Selected excerpt: Begin

HECK YEAH, couldn't agree more baby ;)

I am actually taking a break. Okay I'm lying. I just had this sudden urge to blog. Yes, be surprised ! My mojo is super strong.
It's weird that whenever I have the urge to blog is when I'm so blank. Whilst when I'm too lazy to blog is when I have lotsa things to share with you people (I doubt there are followers though)

Anyhoooo,
Diagnostic is coming to an end, thank God. 9 papers down, 3 more to annihilate. History paper was dope, my brain failed on me, it died the second my eyes read the first question. It proves that my brain hates History just like I do ;) I wasted my time panicking on Indices, but it was missing in action. Yes, paper 1 had no questions on Indices. Sigh ! But Circles had to ruin everything. I did the questions at the very last minute (Specifically, when teacher said "Masa sudah tamat" HAHA). So, obviously I used my shot gun and tembak everything, pyu pyu pyuu ~ Hopefully I won't see a B for that okay, I might kill myself if that happens.

My tummy is grumbling, I might just raid the kitchen like Yogi Bear, grr !

Thanks to my lads and Harisah, I'm listening to screamos again. Asking Alexandria, Of Mice & Men, etc. Of course, Luen sings in school every day. That's why I'm hooked to the songs that he always sings. Curse you, Irish lad ! Okay joke joke, love you. John Mayer every day like yeah ♥
Party in my bedroom every day too cause I'll turn on techno songs, full blast baby ! David Guetta's new song Gettin' Over You featuring Fergie, Chris Willis & LMFAO is the shiz, Benny Benassi's Sweet Dreams and Satisfaction, The Bloody Beetroots, Steve Aoki, and the list goes on and on. Come over and you won't even want to step into Zouk HAHA

Mom realizes that I've been stressed lately, due to the lack of food intake and it has been hard for me to fall asleep. So she said, "Whatever that's in your mind, whatever that's disturbing you, don't think about it. You can't torture yourself like this just because things aren't on the right track. But remember not to blame anyone or anything". So I told her that I made a decision for someone's sake, not giving a damn about my own sake. She said, "Why did you that ? The first thing you need to care is yourself. Of course it sounds selfish but you can't care about other people first, then yourself. There are things that you need to be selfish. Like now, you decided on something that you think it's for someone's sake, that person's happy but what about your happiness ? Think about it". Yes, I remember every single thing she said and yes, that shut me up. I'm lucky to have someone that can read me, understand me, sense my mood and whatnot ♥

This is such an inappropriate post. So boring and nonsensical. I should be studying but no no no, my mood to study is still in Far Away land. This reminds me of Shrek ! Imma drag my ass to the cinema to watch Shrek soon, mhmm.
Heck, ain't this a happy post ? It looks like it. So be happy people, smile, wink, show your teeth to everyone ! Unless you have teeth like those pirates, arrrr :B

Formspring me ; http://www.formspring.me/HazwaniAZ

Reproduction is waiting for me. Oops I mean, Science.

Sunday, May 23, 2010

Soldiers, You've Got To Soldier On



"Tell me the truth, is it love or just Paris?"

Selected excerpt: End
Data to examine: Begin

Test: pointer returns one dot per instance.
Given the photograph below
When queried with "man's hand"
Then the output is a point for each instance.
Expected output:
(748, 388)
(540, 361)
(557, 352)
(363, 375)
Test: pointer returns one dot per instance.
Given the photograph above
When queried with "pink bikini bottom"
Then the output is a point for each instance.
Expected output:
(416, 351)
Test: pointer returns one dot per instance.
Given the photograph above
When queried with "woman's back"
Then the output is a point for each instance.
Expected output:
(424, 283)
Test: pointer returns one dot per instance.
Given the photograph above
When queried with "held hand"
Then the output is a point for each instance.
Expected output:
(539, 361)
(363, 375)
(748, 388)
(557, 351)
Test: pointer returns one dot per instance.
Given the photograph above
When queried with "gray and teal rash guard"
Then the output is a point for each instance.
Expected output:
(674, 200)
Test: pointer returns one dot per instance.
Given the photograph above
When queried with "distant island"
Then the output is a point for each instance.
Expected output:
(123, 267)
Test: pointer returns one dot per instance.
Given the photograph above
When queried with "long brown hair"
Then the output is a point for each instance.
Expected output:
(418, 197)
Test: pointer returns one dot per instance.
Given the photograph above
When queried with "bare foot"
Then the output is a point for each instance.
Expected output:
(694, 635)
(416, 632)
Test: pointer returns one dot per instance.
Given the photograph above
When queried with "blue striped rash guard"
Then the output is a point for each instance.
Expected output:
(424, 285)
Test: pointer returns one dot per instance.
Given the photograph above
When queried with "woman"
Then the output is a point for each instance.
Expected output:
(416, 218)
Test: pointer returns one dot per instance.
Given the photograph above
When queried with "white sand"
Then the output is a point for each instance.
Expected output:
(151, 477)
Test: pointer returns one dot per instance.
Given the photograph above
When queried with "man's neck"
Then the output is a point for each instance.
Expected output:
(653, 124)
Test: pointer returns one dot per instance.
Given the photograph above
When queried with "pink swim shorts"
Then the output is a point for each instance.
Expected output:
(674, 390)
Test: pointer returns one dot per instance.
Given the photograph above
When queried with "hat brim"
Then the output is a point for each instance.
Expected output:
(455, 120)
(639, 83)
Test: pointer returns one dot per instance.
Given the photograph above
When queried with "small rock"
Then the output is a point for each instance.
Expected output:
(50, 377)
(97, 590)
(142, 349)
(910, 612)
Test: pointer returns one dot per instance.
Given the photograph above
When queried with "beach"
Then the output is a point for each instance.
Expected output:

Data to examine: End

**Task A:**
In the blog post, how many diagnostic papers does the writer say are still left?
**Task B:**
Reproduce the blog post word for word, from "It's weird that" up to and including "are followers though)".

**Written answer A:**
Three papers are still left.

**Written answer B:**
It's weird that whenever I have the urge to blog is when I'm so blank. Whilst when I'm too lazy to blog is when I have lotsa things to share with you people (I doubt there are followers though)